(Selected text Opens)

Naturopathic Doctors

What is a Naturopathic Doctor?

Naturopathic Doctors (ND/NMD) are like primary care practitioners who use natural medicine and nutrition for treatments rather than medications or surgery. Naturopathic doctors look for the underlying cause of disease and use the least invasive, cutting-edge natural therapies for treatment. While diet and nutrition are at the heart of naturopathic medicine, it also provides a variety of tools such as herbs, supplements, homeopathy, and hydrotherapy. Naturopathic doctors make it a priority to spend an adequate amount of time with each patient in order to understand our patients needs, goals, and concerns. You can expect an individualized and holistic medical care.

What is a Naturopathic Education?

Naturopathic doctors must attend one of the 8 accredited naturopathic medical schools throughout the US and Canada. The first two years involve basic science courses, diagnostic work, and physical exams. The last two years focus on naturopathic treatment modalities and patient care. Naturopathic doctors are trained in a family practice clinic, are supervised by naturopathic doctors, and occasionally chiropractors and conventional medical doctors.

Naturopathic doctors must pass 2 sets of boards to become board certified doctors. The first set follows the second year of coursework and covers the basic sciences. The second set follows graduation from the program. Currently 26 states license Naturopathic doctors and Minnesota Naturopaths have been registered since 2008.

Naturopathic doctors practice under the 6 naturopathic principles:

  1. The Healing Power of Nature (Vis Medicatrix Naturae): Naturopathic medicine recognizes an inherent self-healing process in people that is ordered and intelligent. Naturopathic physicians act to identify and remove obstacles to healing and recovery, and to facilitate and augment this inherent self-healing process.

(Selected text Closes)
(Information shown Opens)

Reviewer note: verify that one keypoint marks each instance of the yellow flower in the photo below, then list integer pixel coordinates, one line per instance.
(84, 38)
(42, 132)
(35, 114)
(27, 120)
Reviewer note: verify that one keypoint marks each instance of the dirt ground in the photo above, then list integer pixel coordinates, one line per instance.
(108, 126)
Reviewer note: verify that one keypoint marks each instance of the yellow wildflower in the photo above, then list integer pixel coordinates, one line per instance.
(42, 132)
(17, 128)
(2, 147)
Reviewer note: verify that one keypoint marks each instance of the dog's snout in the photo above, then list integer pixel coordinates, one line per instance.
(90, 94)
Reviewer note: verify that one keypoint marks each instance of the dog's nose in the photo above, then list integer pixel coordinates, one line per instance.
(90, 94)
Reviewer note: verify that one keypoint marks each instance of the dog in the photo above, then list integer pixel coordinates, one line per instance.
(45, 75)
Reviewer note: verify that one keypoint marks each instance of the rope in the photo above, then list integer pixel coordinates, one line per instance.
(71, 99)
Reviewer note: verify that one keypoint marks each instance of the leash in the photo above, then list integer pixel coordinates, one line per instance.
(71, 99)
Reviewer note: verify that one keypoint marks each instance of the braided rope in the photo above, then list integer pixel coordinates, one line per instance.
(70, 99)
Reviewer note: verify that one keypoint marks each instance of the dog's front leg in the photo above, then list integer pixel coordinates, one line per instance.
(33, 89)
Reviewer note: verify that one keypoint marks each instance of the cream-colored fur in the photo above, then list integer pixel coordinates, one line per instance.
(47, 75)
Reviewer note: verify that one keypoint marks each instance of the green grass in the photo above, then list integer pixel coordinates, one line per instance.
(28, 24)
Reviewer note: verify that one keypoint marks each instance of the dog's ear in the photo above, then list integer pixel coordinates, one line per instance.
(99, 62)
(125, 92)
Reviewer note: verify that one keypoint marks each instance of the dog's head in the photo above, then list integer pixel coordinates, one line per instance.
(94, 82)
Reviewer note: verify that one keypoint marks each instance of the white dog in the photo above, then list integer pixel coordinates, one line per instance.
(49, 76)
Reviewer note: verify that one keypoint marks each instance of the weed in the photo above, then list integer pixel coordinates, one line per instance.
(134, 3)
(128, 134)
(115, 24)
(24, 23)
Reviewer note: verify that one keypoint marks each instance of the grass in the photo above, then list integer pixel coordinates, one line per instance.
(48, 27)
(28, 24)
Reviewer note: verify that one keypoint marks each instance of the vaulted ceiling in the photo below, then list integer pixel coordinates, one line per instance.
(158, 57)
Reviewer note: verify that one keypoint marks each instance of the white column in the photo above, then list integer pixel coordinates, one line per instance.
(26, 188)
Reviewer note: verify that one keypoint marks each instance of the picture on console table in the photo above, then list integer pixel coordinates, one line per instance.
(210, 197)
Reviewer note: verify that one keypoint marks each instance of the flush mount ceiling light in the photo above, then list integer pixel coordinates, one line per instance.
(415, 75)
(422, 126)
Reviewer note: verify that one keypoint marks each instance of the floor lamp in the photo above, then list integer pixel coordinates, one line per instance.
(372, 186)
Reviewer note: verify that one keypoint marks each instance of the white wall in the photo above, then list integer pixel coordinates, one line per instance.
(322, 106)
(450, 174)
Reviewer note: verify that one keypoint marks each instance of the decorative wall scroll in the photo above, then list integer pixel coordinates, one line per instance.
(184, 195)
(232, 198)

(Information shown Closes)

* Requirement 1: Rewrite the naturopathic medicine text from "Naturopathic doctors must pass" up to and including "registered since 2008.", changing "Minnesota" to "Oregon".
* Requirement 2:
Answer these questions using the naturopathic medicine text:
(a) How many accredited naturopathic medical schools are there in the US and Canada?
(b) How many states currently license naturopathic doctors?
(c) What Latin name is given for the Healing Power of Nature?
* Requirement 3: Continue the naturopathic medicine text from its final sentence.
The listing has no connection to the naturopathic medicine text.

* Written answer 1:
Naturopathic doctors must pass 2 sets of boards to become board certified doctors. The first set follows the second year of coursework and covers the basic sciences. The second set follows graduation from the program. Currently 26 states license Naturopathic doctors and Oregon Naturopaths have been registered since 2008.

* Written answer 2:
(a) 8
(b) 26
(c) Vis Medicatrix Naturae

* Written answer 3:
  2. Identify and Treat the Causes (Tolle Causam): The naturopathic physician seeks to identify and remove the underlying causes of illness rather than to merely eliminate or suppress symptoms.
  3. First Do No Harm (Primum Non Nocere): Naturopathic physicians follow three guidelines to avoid harming the patient.
    1. Utilize methods and medicinal substances which minimize the risk of harmful side effects, using the least force necessary to diagnose and treat;
    2. Avoid when possible the harmful suppression of symptoms; and
    3. Acknowledge, respect, and work with individuals’ self-healing process.
  4. Doctor as Teacher (Docere): Naturopathic physicians educate their patients and encourage self-responsibility for health. They also recognize and employ the therapeutic potential of the doctor-patient relationship.
  5. Treat the Whole Person: Naturopathic physicians treat each patient by taking into account individual physical, mental, emotional, genetic, environmental, social, and other factors. Since total health also includes spiritual health, naturopathic physicians encourage individuals to pursue their personal spiritual development.
  6. Prevention: Naturopathic physicians emphasize the prevention of disease by assessing risk factors, heredity and susceptibility to disease, and by making appropriate interventions in partnership with their patients to prevent illness.